DIRECTION
Recast the portion of the rows below that opens with the line containing "skin and return the coordinates." and runs through the end of the rows as a JSON list of strings, one string per line, with blank lines omitted.

[Items from a data source]
-- start --

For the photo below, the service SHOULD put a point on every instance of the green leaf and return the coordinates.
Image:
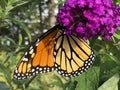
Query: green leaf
(20, 39)
(111, 84)
(90, 79)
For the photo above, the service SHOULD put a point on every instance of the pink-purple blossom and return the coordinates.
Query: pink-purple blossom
(89, 18)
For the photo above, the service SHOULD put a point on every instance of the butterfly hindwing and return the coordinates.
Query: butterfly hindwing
(67, 54)
(72, 55)
(39, 56)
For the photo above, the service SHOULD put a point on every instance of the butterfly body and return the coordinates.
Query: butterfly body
(54, 50)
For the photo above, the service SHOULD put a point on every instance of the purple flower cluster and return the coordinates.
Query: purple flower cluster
(89, 18)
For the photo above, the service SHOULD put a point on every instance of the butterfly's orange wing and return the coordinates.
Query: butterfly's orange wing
(39, 56)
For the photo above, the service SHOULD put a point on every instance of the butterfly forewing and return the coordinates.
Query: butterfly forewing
(39, 56)
(67, 54)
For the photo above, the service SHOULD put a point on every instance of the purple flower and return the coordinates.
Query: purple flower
(89, 18)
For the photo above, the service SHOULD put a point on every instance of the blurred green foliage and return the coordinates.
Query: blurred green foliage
(21, 21)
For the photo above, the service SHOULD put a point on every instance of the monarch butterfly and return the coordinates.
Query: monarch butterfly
(54, 50)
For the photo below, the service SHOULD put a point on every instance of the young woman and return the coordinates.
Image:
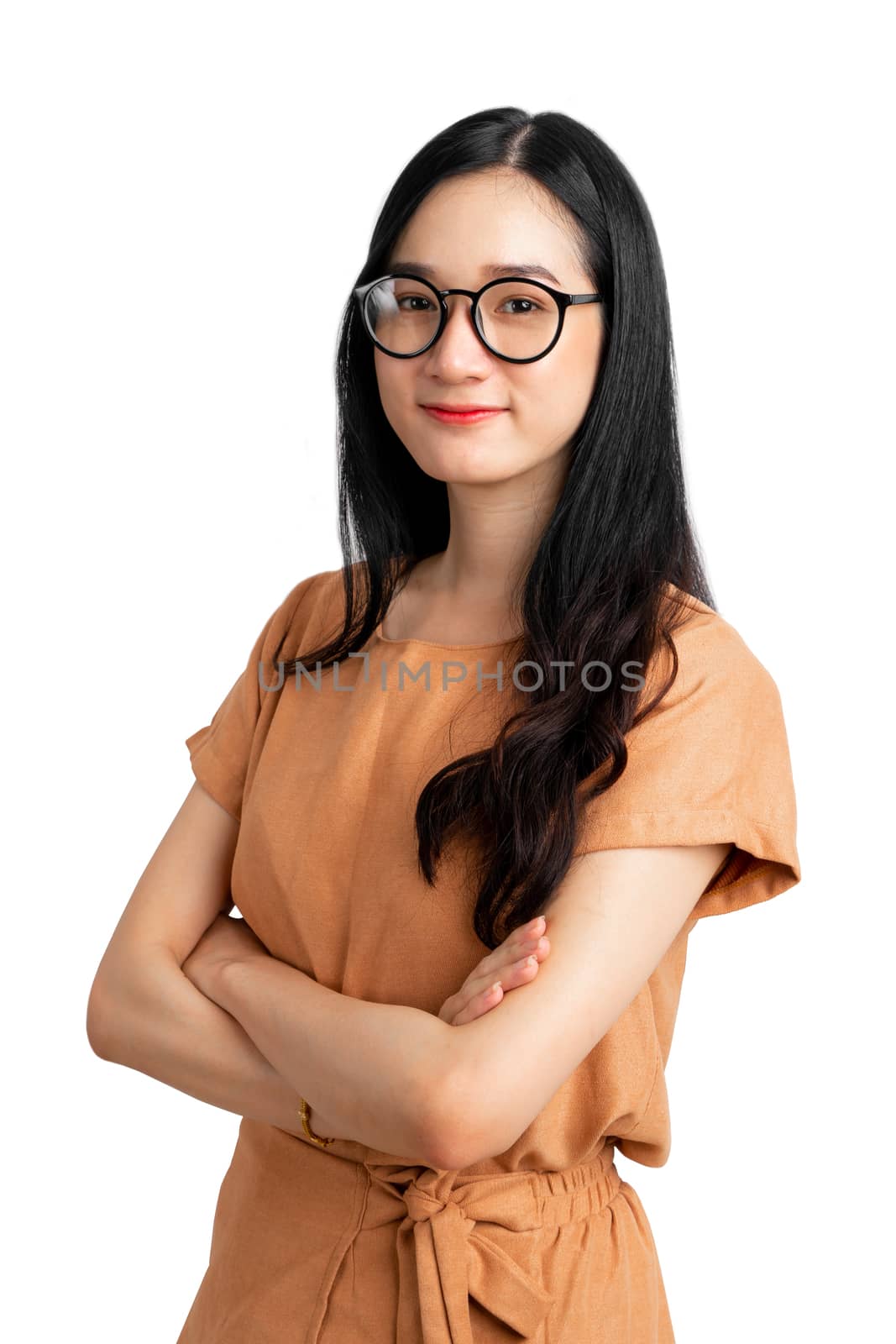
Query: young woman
(515, 710)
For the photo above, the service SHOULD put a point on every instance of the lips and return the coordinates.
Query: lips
(464, 416)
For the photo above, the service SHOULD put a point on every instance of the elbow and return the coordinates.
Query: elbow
(463, 1128)
(100, 1021)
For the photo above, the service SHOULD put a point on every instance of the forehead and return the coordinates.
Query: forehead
(472, 226)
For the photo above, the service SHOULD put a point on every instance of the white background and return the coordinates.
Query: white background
(184, 186)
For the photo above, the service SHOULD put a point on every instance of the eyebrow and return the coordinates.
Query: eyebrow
(421, 268)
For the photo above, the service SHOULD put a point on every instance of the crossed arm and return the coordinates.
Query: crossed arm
(402, 1081)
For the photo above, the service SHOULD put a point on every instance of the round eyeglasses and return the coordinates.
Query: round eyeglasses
(516, 319)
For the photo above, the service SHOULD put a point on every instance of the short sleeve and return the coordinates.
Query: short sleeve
(710, 764)
(219, 753)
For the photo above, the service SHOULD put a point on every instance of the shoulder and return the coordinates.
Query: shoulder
(711, 651)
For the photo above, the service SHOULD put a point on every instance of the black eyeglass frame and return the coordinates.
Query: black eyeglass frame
(562, 300)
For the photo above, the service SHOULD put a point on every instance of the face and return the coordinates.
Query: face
(465, 225)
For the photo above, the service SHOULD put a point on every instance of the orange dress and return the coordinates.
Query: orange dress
(544, 1242)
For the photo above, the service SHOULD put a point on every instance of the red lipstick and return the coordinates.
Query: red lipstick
(463, 414)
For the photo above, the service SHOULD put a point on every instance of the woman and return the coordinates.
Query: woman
(453, 1176)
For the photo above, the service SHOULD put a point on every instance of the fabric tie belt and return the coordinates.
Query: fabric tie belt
(449, 1241)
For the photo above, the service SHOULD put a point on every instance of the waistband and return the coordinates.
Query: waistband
(445, 1253)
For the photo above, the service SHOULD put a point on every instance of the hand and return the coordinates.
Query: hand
(476, 995)
(224, 941)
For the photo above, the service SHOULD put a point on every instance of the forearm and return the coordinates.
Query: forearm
(371, 1068)
(163, 1026)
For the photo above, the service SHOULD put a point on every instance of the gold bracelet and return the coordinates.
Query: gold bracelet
(304, 1112)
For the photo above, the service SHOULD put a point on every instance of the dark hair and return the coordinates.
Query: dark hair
(620, 533)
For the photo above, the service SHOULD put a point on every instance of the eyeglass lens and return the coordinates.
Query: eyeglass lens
(516, 319)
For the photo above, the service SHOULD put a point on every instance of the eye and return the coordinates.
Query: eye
(531, 307)
(414, 299)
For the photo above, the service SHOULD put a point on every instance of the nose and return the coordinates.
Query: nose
(459, 349)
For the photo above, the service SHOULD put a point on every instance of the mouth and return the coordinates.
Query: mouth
(463, 414)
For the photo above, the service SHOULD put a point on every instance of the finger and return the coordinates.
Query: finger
(515, 971)
(479, 1005)
(479, 998)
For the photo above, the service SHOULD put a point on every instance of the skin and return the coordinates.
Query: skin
(190, 996)
(504, 475)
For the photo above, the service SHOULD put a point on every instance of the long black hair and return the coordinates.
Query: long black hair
(620, 533)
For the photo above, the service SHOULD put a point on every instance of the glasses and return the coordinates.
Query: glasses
(516, 319)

-- end --

WRITTEN RESPONSE
[
  "For the photo above, the service SHOULD put a point on every instance of the skin and return the coordinates.",
  "Query: skin",
  "(190, 996)",
  "(504, 475)",
  "For the photo above, the service SHOULD put a point on every instance of the long black hair and return the coordinates.",
  "Query: long black hair",
  "(620, 533)",
  "For the photo above, the service SHOULD put a point on every instance of the glasses and return the coordinates.",
  "Query: glasses",
  "(516, 319)"
]